◆ Work instruction
Starting at the line that holds "of the overcast", transcribe every line to the end of the data exactly; include no other lines.

Referring expression pointing data

####

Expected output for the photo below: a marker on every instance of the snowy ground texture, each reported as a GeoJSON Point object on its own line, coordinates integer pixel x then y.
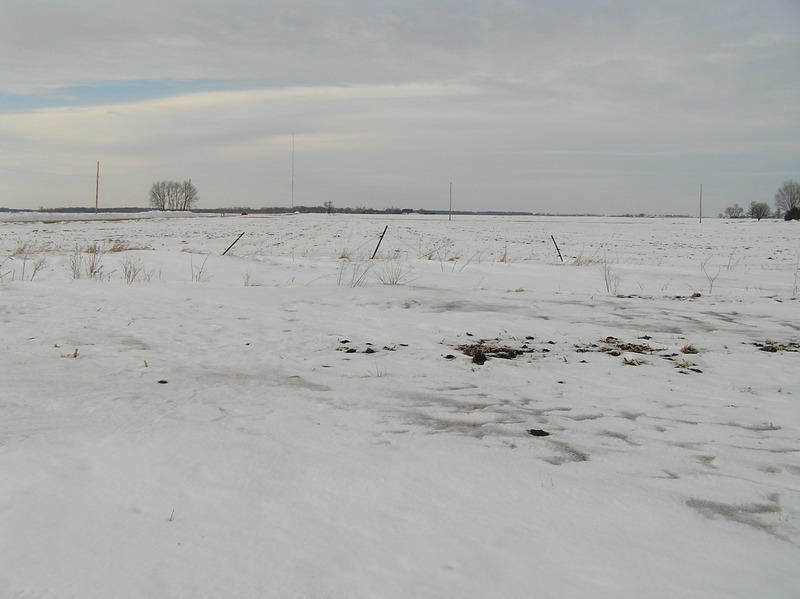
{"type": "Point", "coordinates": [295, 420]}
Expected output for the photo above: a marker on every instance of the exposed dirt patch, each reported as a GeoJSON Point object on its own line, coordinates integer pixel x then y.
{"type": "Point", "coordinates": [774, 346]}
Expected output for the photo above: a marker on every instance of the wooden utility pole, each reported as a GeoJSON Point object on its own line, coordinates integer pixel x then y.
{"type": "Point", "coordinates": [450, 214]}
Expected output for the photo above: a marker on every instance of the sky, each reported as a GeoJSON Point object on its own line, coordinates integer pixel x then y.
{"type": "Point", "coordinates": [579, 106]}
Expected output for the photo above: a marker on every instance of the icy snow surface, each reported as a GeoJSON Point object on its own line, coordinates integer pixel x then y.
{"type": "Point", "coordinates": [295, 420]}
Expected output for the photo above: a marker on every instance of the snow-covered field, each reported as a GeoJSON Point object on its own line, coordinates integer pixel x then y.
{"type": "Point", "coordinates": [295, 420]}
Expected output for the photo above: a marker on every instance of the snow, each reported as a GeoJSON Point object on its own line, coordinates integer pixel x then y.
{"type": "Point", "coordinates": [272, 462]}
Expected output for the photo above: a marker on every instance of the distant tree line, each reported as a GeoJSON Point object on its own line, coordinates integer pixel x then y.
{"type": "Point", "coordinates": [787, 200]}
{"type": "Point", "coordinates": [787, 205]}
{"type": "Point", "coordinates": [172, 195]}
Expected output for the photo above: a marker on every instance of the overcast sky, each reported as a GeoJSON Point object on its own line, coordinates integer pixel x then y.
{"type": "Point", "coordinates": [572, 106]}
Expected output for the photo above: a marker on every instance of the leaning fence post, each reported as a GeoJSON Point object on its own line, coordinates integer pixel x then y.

####

◆ Your response
Expected output for the photo above: a marker on every instance of the overcast sky, each reported as a GeoJSON Point object on its own line, coordinates integer pixel x then y.
{"type": "Point", "coordinates": [572, 106]}
Expected output for the photo above: a marker on every instance of the leaning fence post, each reported as a GeoJSON Point object on its own line, coordinates integer pixel x then y.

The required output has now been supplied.